Show each line of the material below that contains the word "person", treating uppercase and lowercase letters as distinct.

## [Provided information]
START
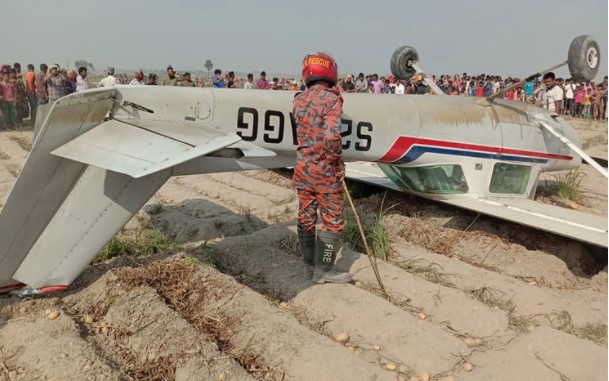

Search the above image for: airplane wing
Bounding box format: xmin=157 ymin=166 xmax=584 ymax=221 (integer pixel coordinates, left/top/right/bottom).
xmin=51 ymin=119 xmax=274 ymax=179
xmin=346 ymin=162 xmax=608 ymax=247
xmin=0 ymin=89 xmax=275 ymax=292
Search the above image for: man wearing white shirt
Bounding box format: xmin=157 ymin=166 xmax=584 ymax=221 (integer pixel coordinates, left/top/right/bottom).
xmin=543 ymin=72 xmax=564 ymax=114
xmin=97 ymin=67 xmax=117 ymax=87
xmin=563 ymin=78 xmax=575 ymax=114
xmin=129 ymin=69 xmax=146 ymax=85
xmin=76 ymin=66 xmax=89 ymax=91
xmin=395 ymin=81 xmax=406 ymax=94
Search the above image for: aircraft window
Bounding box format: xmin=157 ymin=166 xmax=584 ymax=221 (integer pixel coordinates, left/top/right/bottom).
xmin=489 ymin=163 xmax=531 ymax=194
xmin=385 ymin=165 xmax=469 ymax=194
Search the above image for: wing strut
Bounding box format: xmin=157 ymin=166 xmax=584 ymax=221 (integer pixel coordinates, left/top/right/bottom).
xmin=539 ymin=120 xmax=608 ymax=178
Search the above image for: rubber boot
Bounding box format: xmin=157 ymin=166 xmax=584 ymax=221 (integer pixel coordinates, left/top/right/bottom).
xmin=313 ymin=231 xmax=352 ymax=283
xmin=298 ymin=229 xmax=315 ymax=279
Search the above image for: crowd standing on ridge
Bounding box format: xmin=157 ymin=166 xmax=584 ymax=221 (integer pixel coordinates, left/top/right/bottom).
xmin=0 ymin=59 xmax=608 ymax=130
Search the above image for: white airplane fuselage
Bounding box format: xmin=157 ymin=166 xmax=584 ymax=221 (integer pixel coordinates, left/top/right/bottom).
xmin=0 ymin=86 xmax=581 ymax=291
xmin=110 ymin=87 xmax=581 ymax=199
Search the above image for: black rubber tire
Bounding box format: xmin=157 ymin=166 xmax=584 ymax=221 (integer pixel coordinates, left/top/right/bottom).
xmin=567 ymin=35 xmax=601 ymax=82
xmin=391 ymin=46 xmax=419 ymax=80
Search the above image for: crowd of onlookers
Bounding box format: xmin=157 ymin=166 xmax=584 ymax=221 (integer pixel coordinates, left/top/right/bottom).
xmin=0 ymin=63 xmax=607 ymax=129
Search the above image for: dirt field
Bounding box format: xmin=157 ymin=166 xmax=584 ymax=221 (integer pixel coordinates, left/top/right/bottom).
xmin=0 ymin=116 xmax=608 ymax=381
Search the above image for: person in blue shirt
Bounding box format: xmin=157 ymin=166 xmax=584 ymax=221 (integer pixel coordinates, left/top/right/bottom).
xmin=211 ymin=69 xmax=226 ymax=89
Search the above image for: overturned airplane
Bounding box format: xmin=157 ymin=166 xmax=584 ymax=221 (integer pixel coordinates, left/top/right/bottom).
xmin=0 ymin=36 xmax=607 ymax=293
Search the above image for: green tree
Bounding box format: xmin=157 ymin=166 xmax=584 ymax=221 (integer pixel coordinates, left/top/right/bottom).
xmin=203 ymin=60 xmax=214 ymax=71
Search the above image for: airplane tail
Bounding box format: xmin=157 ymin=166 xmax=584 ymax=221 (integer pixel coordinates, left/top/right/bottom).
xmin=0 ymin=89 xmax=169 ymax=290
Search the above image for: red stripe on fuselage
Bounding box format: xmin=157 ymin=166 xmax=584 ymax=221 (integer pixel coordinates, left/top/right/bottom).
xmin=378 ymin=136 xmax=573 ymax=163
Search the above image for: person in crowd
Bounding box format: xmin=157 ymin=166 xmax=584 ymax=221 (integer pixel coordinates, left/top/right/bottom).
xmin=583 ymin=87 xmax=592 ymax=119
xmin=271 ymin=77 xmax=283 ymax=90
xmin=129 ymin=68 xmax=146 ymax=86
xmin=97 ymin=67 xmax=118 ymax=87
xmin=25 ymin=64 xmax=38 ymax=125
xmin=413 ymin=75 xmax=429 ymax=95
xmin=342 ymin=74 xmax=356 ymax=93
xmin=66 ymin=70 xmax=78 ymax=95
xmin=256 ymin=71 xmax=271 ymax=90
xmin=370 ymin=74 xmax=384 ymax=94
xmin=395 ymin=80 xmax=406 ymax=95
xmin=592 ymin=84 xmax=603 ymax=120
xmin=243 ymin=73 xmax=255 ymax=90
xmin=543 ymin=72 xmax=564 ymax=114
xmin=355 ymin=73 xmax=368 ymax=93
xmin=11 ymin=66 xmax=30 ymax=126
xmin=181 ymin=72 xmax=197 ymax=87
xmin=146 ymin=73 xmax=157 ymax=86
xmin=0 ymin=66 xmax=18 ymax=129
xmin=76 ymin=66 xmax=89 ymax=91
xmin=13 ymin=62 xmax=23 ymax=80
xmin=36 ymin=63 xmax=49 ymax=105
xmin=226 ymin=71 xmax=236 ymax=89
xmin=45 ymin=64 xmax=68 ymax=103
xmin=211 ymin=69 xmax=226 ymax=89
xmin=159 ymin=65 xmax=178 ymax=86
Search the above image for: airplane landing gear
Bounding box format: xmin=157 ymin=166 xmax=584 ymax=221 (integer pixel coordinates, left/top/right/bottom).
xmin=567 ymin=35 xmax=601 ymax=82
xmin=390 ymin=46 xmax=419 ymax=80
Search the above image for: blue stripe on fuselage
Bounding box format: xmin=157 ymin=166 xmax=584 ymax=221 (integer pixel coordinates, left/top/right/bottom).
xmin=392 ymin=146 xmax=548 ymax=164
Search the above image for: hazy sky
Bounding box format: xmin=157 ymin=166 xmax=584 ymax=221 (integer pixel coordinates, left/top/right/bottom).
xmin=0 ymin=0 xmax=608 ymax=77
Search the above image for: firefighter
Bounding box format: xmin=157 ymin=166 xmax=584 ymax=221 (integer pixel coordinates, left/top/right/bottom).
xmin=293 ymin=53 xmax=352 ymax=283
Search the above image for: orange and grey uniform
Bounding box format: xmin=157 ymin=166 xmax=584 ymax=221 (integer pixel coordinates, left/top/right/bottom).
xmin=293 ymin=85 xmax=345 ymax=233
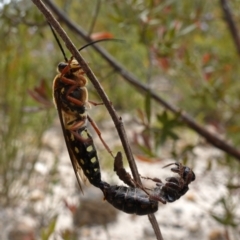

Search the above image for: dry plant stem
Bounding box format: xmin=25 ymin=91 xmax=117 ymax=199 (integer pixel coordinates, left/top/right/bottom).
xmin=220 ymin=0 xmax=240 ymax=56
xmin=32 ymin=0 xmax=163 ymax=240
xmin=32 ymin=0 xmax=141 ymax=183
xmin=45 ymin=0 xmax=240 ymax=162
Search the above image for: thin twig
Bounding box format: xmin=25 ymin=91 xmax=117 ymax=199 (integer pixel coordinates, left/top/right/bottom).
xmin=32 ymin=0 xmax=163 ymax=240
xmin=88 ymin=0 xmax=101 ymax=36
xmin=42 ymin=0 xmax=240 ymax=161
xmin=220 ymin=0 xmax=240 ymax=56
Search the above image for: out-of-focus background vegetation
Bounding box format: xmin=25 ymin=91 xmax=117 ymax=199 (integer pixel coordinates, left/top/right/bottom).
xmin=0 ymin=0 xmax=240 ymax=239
END
## [Task solution]
Search the above image for: person in blue shirt
Search the above image for: person in crowd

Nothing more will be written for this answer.